## [TRY IT]
Could you reproduce every entry as it stands, leaving the pictures behind?

## [DATASET CONTENT]
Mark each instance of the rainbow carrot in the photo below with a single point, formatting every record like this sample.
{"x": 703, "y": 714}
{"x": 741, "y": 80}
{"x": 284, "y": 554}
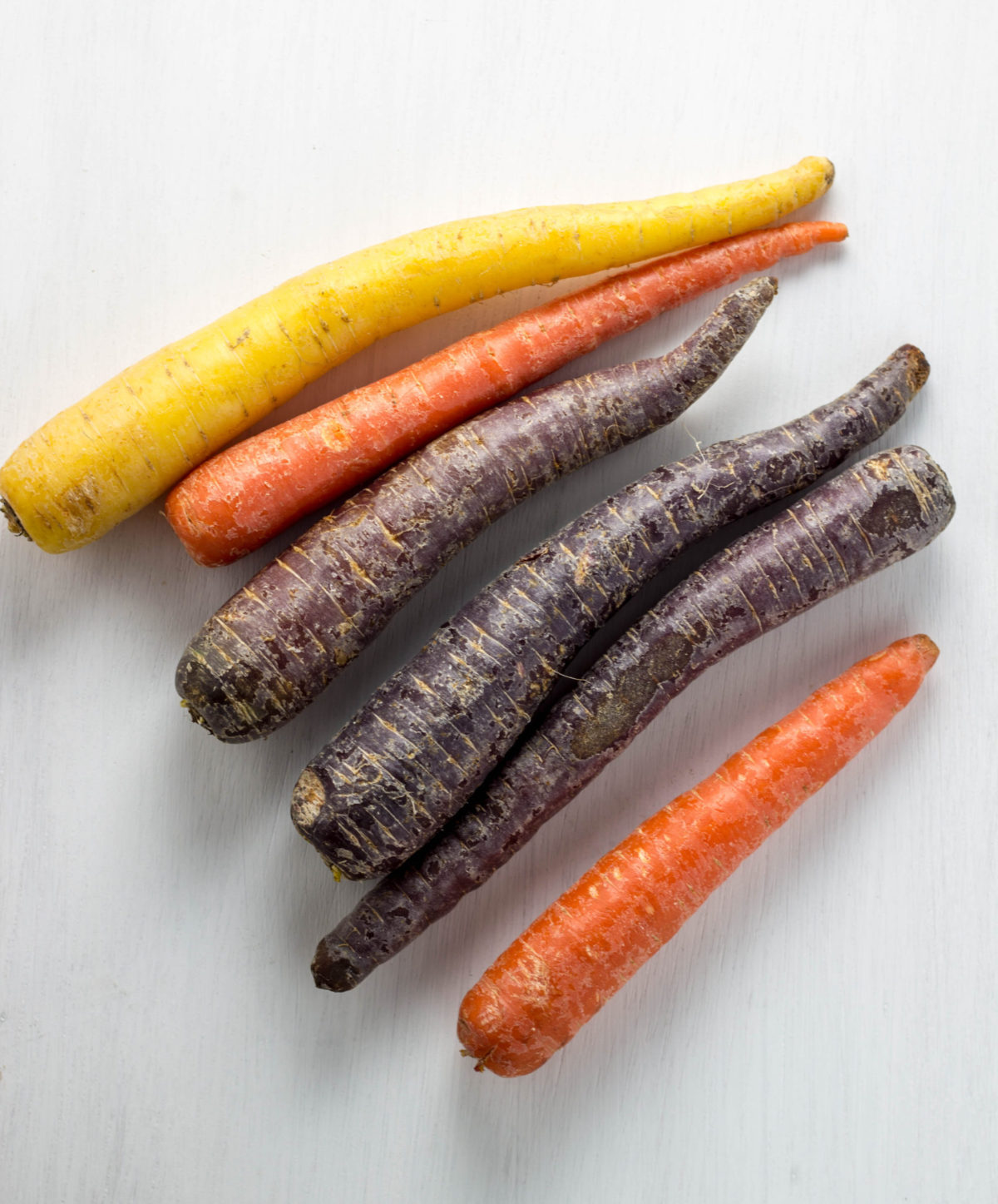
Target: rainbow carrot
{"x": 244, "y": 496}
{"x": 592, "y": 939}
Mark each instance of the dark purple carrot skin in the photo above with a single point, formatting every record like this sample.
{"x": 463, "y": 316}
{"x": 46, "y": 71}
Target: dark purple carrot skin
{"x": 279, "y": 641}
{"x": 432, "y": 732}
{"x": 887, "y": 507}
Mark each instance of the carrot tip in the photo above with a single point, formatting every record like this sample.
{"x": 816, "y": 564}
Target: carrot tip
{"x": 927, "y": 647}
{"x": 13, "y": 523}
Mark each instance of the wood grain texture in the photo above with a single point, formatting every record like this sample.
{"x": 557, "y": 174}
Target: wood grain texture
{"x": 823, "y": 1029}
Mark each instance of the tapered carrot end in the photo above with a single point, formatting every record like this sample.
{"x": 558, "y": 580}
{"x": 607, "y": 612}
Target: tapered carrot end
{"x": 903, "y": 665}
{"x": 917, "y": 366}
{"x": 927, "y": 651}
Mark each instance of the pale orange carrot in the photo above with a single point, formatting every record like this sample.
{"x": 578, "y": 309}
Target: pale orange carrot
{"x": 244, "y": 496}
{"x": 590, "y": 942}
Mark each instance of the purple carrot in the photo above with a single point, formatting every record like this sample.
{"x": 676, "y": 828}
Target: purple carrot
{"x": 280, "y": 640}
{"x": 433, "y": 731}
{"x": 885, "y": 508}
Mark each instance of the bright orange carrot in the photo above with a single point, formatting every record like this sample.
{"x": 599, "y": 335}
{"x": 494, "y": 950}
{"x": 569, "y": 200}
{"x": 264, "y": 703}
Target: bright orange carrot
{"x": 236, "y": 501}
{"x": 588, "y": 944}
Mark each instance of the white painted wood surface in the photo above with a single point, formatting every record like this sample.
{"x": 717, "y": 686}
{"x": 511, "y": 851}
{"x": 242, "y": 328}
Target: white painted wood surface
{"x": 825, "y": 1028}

## [ANSWER BELOW]
Mark each instance of the rainbow carrot in the photo below with a single point, formatting every record like this sample.
{"x": 703, "y": 714}
{"x": 741, "y": 80}
{"x": 284, "y": 554}
Target: rainbow carrot
{"x": 244, "y": 496}
{"x": 592, "y": 939}
Mark each instance of the dark purple carrot skin in the photo above with a single point, formatting every record like this sample.
{"x": 463, "y": 316}
{"x": 46, "y": 71}
Target: dark purple carrot skin
{"x": 279, "y": 641}
{"x": 432, "y": 732}
{"x": 887, "y": 507}
Mark each instance of the carrot tip in the photo above with a single point, formatting every record like this sample.
{"x": 816, "y": 564}
Target: carrot tip
{"x": 927, "y": 647}
{"x": 13, "y": 523}
Mark each instance of the wood grain texture in the photo above with a single point, formatting every record like this sample.
{"x": 557, "y": 174}
Target: wood grain texture
{"x": 823, "y": 1029}
Mark each instance of the tapered carrot end in the photo above with a single point, formatting every record like this sample.
{"x": 558, "y": 580}
{"x": 607, "y": 612}
Target: tapered carrot end
{"x": 903, "y": 665}
{"x": 917, "y": 366}
{"x": 927, "y": 651}
Mark each instance of the pale orange carrot in the photo above with a single point, formatting every record like this sample.
{"x": 578, "y": 309}
Target: pale orange carrot
{"x": 244, "y": 496}
{"x": 590, "y": 942}
Mark each instance of the purple carrot in the photo above with a single point, formatting every record like this sample.
{"x": 676, "y": 828}
Target: purple carrot
{"x": 280, "y": 640}
{"x": 433, "y": 731}
{"x": 885, "y": 508}
Mark each instance of the bright orange carrot in the photo above with a single point, formatting every record like this sample.
{"x": 599, "y": 335}
{"x": 494, "y": 950}
{"x": 569, "y": 200}
{"x": 264, "y": 703}
Target: bright orange carrot
{"x": 236, "y": 501}
{"x": 588, "y": 944}
Mark each instance of the white painted wood surface in the photo above with a single point, formatting every record like this sample.
{"x": 717, "y": 686}
{"x": 511, "y": 851}
{"x": 242, "y": 328}
Target: white painted wood surface
{"x": 825, "y": 1028}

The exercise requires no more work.